**DOCUMENT**
============
« L’image est le dernier rempart contre le temps », affirme le cinéaste Saeed Al Batal au début de son film Still Recording. S’adressant à ses comparses à qui il donne une formation en cinéma, il ajoute : « Quoi qu’il se passe, où que ce soit, si vous filmez… cette image deviendra un document dans une cinquantaine d’années. Sachez pourquoi vous tenez une caméra entre les mains. Une fois que vous le saurez, le reste suivra naturellement. »
Dans un contexte de guerre, le cinéma retrouve rapidement son ontologie première : la capacité d’enregistrer mécaniquement le réel, de créer une trace pour ce qui a jadis existé. Filmer pour encapsuler, documenter, témoigner, avoir une prise sur le réel. Dans une telle situation, faire du cinéma devient acte de survie; une façon de faire œuvre utile, pour ne jamais oublier...
Cette semaine, Tënk accueille une programmation réfléchie par Justine Pignato, doctoteure en communications qui s’est penchée sur la production documentaire syrienne récente, dans ce pays marquée par la guerre.
Depuis le début de la révolution syrienne en 2011, une nouvelle génération de cinéastes est née, transformant le documentaire en outil de résistance. Dans un contexte d’extrême danger, où filmer pouvait mener à la prison ou à la mort, ils ont inventé de nouvelles façons de créer et de s'entraider.
============
**DONNÉES DE L'EXERCICE**
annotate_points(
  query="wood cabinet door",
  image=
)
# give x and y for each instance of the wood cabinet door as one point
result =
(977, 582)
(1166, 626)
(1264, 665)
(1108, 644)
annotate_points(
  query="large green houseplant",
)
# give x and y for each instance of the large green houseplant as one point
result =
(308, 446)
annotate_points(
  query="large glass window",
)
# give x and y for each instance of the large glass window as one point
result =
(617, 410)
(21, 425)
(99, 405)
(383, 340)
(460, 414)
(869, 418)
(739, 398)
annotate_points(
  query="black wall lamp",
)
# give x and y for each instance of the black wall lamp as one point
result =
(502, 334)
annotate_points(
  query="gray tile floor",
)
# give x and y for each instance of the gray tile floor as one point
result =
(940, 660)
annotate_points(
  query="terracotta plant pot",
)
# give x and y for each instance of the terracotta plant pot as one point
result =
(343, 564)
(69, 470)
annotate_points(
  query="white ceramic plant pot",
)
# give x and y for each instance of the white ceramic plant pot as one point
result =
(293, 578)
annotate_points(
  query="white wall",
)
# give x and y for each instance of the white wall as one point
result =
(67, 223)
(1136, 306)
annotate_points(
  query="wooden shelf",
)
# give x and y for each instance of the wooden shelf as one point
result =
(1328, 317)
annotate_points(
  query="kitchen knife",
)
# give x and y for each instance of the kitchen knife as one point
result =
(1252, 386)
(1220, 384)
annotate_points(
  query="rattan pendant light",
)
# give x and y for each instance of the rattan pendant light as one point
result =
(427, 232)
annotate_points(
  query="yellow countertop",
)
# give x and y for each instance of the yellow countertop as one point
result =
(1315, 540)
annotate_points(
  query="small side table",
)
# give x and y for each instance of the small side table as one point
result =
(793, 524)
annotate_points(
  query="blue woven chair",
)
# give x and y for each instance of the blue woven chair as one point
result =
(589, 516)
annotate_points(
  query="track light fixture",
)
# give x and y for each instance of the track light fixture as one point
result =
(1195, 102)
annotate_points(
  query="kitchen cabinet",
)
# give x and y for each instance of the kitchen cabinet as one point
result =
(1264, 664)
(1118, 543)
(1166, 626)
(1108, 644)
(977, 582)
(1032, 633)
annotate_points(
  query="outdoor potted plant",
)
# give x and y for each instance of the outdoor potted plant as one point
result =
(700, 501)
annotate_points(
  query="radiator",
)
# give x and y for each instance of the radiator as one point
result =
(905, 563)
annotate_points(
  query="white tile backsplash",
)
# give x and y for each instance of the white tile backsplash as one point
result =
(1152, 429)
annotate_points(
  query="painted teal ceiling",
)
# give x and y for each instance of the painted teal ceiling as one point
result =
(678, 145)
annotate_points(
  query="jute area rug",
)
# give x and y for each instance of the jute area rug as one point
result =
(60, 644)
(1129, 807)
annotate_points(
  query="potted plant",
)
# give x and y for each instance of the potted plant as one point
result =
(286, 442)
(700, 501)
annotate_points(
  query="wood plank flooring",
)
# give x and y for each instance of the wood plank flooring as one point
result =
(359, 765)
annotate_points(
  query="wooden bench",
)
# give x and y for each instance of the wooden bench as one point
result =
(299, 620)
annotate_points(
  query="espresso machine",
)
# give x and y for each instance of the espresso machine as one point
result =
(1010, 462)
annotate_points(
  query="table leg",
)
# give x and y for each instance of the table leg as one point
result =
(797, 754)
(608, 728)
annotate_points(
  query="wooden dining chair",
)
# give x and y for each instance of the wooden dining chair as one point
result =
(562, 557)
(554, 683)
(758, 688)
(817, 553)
============
**CONSIGNE 1**
Recopiez le passage du document commençant par « Cette semaine, Tënk » et allant jusqu'à « par la guerre. », en substituant « sélection » à « programmation ».
**CONSIGNE 2**
Extrayez des entrées chaque ligne où figure la chaîne « glass ».
Les entrées n'ont aucun rapport avec le document.

**RÉPONSE COMPLÈTE 1**
Cette semaine, Tënk accueille une sélection réfléchie par Justine Pignato, doctoteure en communications qui s’est penchée sur la production documentaire syrienne récente, dans ce pays marquée par la guerre.

**RÉPONSE COMPLÈTE 2**
  query="large glass window",
# give x and y for each instance of the large glass window as one point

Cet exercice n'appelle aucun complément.